* Статья *
Трибьют Марку Фишеру, или почему нейросети – это не то, чего стоит бояться
Так вышло, что моё знакомство со сборником Марка Фишера «Призраки моей жизни» выпало на то время, когда интернет стали наполнять высокореалистичные картинки и видео, сгенерированные нейросетями. Прямо сейчас различные паблики и каналы постят одну и ту же подборку видео, созданных при помощи Google Veo 3. Вы наверняка их видели, даже если не очень пристально отслеживаете текущие тренды.
Читая реакции пользователей в комментариях, я вижу отчасти шуточные, но всё же не лишенные тревоги и пессимизма размышления о будущем, говоря в широком смысле, контента. О том, что будет как с его создателями, так и с теми, кто его потребляет. Люди предрекают смерть профессиям режиссёра, музыканта и дизайнера, и боятся очутиться в мире, где почти не останется ничего человеческого. Начиная с рекламных баннеров на сайтах и заканчивая внешним видом персонажей в компьютерных играх, всё будет создаваться из переработанных, кем-то ранее созданных материалов. Другими словами, перспектива победы пластмассового мира никогда не казалась такой осязаемой.

* Задание *
Извлеките из статьи о нейросетях и Марке Фишере фрагмент, начиная со слов «Читая реакции пользователей» и далее до слов «казалась такой осязаемой.» включительно. Опирайтесь только на статью.

* Извлечённый листинг *
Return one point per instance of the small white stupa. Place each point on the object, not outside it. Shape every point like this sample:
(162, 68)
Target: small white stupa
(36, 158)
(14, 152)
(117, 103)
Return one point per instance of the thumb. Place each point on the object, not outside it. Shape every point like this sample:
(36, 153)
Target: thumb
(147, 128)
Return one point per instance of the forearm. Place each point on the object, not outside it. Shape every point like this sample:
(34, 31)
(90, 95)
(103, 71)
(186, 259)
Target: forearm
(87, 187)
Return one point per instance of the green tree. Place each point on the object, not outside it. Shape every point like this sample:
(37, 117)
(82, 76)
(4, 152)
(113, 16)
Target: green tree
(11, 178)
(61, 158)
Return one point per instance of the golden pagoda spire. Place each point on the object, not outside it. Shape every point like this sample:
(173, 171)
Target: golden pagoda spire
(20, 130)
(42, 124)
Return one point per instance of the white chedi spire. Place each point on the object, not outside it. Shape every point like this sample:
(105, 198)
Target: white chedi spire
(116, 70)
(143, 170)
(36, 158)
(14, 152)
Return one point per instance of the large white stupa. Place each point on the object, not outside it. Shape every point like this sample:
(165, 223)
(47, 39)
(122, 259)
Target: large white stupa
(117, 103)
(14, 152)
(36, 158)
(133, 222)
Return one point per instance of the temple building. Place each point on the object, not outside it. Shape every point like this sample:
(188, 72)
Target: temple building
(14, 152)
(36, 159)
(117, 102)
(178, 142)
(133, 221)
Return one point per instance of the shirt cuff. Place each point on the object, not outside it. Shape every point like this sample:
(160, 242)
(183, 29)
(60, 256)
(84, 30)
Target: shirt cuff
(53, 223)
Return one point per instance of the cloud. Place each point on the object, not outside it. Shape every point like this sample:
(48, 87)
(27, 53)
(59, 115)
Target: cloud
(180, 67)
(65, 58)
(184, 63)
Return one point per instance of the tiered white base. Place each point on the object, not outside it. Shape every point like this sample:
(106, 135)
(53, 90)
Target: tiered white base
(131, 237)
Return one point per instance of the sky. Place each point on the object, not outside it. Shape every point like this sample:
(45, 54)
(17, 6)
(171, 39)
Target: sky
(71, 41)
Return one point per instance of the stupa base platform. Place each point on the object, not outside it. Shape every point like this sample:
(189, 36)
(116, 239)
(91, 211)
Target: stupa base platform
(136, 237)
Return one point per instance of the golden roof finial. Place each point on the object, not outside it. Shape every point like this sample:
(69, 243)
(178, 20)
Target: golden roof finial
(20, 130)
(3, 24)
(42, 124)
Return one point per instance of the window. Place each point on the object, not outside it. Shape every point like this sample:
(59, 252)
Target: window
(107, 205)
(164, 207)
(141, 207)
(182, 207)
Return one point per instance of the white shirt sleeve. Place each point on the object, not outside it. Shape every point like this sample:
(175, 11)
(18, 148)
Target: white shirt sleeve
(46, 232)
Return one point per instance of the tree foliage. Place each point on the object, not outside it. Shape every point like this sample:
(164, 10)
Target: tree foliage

* Результат *
Читая реакции пользователей в комментариях, я вижу отчасти шуточные, но всё же не лишенные тревоги и пессимизма размышления о будущем, говоря в широком смысле, контента. О том, что будет как с его создателями, так и с теми, кто его потребляет. Люди предрекают смерть профессиям режиссёра, музыканта и дизайнера, и боятся очутиться в мире, где почти не останется ничего человеческого. Начиная с рекламных баннеров на сайтах и заканчивая внешним видом персонажей в компьютерных играх, всё будет создаваться из переработанных, кем-то ранее созданных материалов. Другими словами, перспектива победы пластмассового мира никогда не казалась такой осязаемой.